***** EXTRACTED RECORDS *****
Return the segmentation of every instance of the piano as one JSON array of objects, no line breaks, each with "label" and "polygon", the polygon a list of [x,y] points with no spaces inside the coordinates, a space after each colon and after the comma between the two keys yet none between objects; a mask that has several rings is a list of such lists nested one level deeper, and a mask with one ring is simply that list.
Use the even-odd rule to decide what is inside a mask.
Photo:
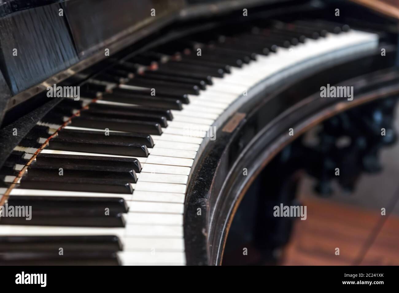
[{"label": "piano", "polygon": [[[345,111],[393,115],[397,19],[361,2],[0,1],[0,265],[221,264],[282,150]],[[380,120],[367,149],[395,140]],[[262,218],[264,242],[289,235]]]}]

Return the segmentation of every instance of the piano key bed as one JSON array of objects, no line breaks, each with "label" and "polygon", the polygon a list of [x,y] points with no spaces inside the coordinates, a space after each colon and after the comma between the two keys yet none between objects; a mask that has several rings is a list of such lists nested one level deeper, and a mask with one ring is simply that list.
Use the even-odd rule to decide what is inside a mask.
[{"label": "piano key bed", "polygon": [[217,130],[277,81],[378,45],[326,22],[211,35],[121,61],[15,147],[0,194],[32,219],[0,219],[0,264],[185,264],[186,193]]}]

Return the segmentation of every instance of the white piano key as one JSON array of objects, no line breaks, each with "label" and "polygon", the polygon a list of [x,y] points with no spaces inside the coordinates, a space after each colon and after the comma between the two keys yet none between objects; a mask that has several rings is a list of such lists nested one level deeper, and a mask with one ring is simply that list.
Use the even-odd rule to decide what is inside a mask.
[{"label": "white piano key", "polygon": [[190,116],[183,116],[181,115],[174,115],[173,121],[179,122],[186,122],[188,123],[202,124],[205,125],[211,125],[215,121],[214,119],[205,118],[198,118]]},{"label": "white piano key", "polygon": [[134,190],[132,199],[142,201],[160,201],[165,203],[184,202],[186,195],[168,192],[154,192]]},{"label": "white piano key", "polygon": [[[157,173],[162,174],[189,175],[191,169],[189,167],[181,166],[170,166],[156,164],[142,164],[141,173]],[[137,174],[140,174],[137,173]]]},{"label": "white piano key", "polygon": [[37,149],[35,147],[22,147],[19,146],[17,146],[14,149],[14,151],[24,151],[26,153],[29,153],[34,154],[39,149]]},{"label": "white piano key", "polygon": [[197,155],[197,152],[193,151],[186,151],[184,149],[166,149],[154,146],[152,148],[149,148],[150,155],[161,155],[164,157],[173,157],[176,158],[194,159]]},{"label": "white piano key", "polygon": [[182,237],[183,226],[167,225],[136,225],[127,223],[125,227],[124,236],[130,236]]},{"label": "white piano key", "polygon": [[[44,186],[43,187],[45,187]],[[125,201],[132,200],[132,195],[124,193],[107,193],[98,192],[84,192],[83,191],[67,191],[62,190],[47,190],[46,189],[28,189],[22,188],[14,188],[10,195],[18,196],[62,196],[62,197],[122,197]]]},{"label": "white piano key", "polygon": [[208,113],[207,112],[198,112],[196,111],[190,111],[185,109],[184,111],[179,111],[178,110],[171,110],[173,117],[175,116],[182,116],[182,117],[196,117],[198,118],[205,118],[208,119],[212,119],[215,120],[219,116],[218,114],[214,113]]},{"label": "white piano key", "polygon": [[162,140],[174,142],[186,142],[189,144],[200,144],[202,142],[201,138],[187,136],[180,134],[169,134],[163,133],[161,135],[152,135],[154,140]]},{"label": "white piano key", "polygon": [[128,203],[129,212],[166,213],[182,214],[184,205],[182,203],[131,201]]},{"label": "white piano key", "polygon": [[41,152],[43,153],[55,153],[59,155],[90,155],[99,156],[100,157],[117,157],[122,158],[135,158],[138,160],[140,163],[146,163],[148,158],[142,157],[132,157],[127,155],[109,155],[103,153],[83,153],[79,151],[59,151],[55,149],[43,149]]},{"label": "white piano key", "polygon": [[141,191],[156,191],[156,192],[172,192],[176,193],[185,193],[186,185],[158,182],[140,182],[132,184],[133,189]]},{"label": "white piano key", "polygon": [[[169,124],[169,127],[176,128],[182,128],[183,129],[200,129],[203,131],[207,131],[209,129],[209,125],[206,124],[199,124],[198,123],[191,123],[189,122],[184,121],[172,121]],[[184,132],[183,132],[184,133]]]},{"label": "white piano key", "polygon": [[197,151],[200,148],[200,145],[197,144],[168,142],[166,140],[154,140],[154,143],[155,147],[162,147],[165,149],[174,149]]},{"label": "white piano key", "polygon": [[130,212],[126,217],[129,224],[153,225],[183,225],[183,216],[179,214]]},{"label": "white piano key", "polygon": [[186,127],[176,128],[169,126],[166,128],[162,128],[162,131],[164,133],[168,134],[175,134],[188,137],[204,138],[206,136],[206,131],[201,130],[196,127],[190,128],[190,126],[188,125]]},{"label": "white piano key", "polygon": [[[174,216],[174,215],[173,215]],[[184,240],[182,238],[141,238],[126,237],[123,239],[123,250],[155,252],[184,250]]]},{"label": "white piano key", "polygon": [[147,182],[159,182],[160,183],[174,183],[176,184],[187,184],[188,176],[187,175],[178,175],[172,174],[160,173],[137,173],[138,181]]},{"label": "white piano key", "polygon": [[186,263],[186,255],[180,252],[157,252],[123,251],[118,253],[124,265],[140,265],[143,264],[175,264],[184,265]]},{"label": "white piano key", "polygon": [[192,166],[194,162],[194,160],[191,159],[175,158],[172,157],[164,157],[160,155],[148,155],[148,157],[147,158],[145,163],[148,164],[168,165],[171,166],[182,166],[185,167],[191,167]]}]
*****
AIM
Skip the pictures and print each record exactly as it stands.

EXERCISE ANSWER
Return the segmentation of every instance of the piano as one JSON array of objects, no line breaks, each with "label" and "polygon", the polygon a list of [x,y] points with no spaces inside the coordinates, a space after each colon and after the comma between the two keys yet none between objects; a mask that has several rings is a list of such lists nested one level deeper, and a mask with one ring is simply that list.
Use the even-odd rule to decide what is inside a mask.
Photo:
[{"label": "piano", "polygon": [[[345,111],[393,115],[397,19],[361,2],[0,1],[0,265],[221,264],[282,150]],[[380,120],[367,149],[395,140]],[[262,218],[264,242],[289,235]]]}]

Return the segmentation of every instance of the piano key bed as one JSON array of objects, no line breaks, each with "label" and "polygon", the polygon a list of [x,y] points with no spaces inside the coordinates, a space after each colon and after the comma between the two keys yet none between objects; a mask that has several rings is a list of such lists nested one level deeper, and a mask with one ring is simply that list.
Use the even-odd rule to decide what is inside a mask.
[{"label": "piano key bed", "polygon": [[217,130],[277,81],[378,45],[326,22],[211,35],[121,61],[15,147],[0,194],[32,219],[0,219],[0,264],[185,264],[186,193]]}]

Return the segmentation of every instance of the white piano key as one JSON array of objects, no line breaks, each with "label" and "polygon", the polygon a list of [x,y] points with no spaces inside the coordinates, a space after each colon and after the comma between the two keys yet none between objects; a mask that has several rings is a list of such lists nested one level deeper, and a mask with one ring is simply that list.
Use the even-odd rule to decide what is inside a mask.
[{"label": "white piano key", "polygon": [[190,116],[183,116],[181,115],[174,115],[173,121],[179,122],[186,122],[188,123],[202,124],[205,125],[211,125],[215,121],[214,119],[205,118],[198,118]]},{"label": "white piano key", "polygon": [[134,190],[132,199],[142,201],[160,201],[165,203],[184,202],[186,195],[168,192],[154,192]]},{"label": "white piano key", "polygon": [[[157,173],[162,174],[189,175],[191,169],[189,167],[181,166],[170,166],[156,164],[142,164],[141,173]],[[137,174],[140,174],[137,173]]]},{"label": "white piano key", "polygon": [[37,149],[35,147],[22,147],[19,146],[17,146],[14,149],[14,151],[24,151],[26,153],[29,153],[34,154],[39,149]]},{"label": "white piano key", "polygon": [[197,155],[197,152],[193,151],[186,151],[184,149],[166,149],[154,146],[152,148],[149,148],[150,155],[161,155],[164,157],[173,157],[176,158],[194,159]]},{"label": "white piano key", "polygon": [[182,237],[183,226],[167,225],[136,225],[127,223],[125,227],[124,236],[130,236]]},{"label": "white piano key", "polygon": [[[44,186],[43,187],[45,187]],[[125,201],[132,200],[132,195],[124,193],[107,193],[98,192],[84,192],[83,191],[67,191],[62,190],[47,190],[46,189],[28,189],[22,188],[14,188],[10,195],[18,196],[62,196],[62,197],[122,197]]]},{"label": "white piano key", "polygon": [[208,113],[207,112],[198,112],[196,111],[190,111],[185,109],[184,111],[179,111],[178,110],[171,110],[173,117],[175,116],[182,116],[182,117],[196,117],[198,118],[205,118],[208,119],[212,119],[215,120],[219,116],[218,114],[214,113]]},{"label": "white piano key", "polygon": [[162,140],[174,142],[186,142],[189,144],[200,144],[202,142],[201,138],[187,136],[180,134],[169,134],[163,133],[161,135],[152,135],[154,140]]},{"label": "white piano key", "polygon": [[128,203],[129,212],[166,213],[182,214],[184,205],[182,203],[131,201]]},{"label": "white piano key", "polygon": [[41,152],[43,153],[55,153],[59,155],[90,155],[99,156],[100,157],[117,157],[122,158],[135,158],[138,160],[140,163],[146,163],[148,158],[142,157],[132,157],[127,155],[109,155],[103,153],[83,153],[79,151],[59,151],[55,149],[43,149]]},{"label": "white piano key", "polygon": [[141,191],[156,191],[156,192],[172,192],[176,193],[185,193],[186,185],[158,182],[140,182],[132,184],[133,189]]},{"label": "white piano key", "polygon": [[[169,124],[169,127],[176,128],[182,128],[183,129],[200,129],[203,131],[207,131],[209,129],[209,125],[206,124],[199,124],[198,123],[191,123],[189,122],[184,121],[172,121]],[[184,132],[183,132],[184,133]]]},{"label": "white piano key", "polygon": [[197,151],[200,148],[200,145],[197,144],[168,142],[166,140],[154,140],[154,143],[155,147],[162,147],[165,149],[174,149]]},{"label": "white piano key", "polygon": [[130,212],[126,217],[129,224],[153,225],[183,225],[183,216],[179,214]]},{"label": "white piano key", "polygon": [[186,127],[176,128],[169,126],[166,128],[162,128],[162,131],[164,133],[168,134],[175,134],[188,137],[204,138],[206,136],[206,131],[201,130],[196,127],[190,128],[190,126],[188,125]]},{"label": "white piano key", "polygon": [[[174,216],[174,215],[173,215]],[[184,240],[182,238],[141,238],[126,237],[123,239],[123,250],[155,252],[184,250]]]},{"label": "white piano key", "polygon": [[147,182],[159,182],[160,183],[174,183],[176,184],[187,184],[188,176],[187,175],[178,175],[172,174],[160,173],[137,173],[138,181]]},{"label": "white piano key", "polygon": [[186,263],[186,255],[180,252],[157,252],[123,251],[118,253],[124,265],[140,265],[143,264],[175,264],[184,265]]},{"label": "white piano key", "polygon": [[192,166],[194,162],[194,160],[191,159],[175,158],[172,157],[164,157],[160,155],[148,155],[148,157],[147,158],[145,163],[148,164],[168,165],[171,166],[182,166],[185,167],[191,167]]}]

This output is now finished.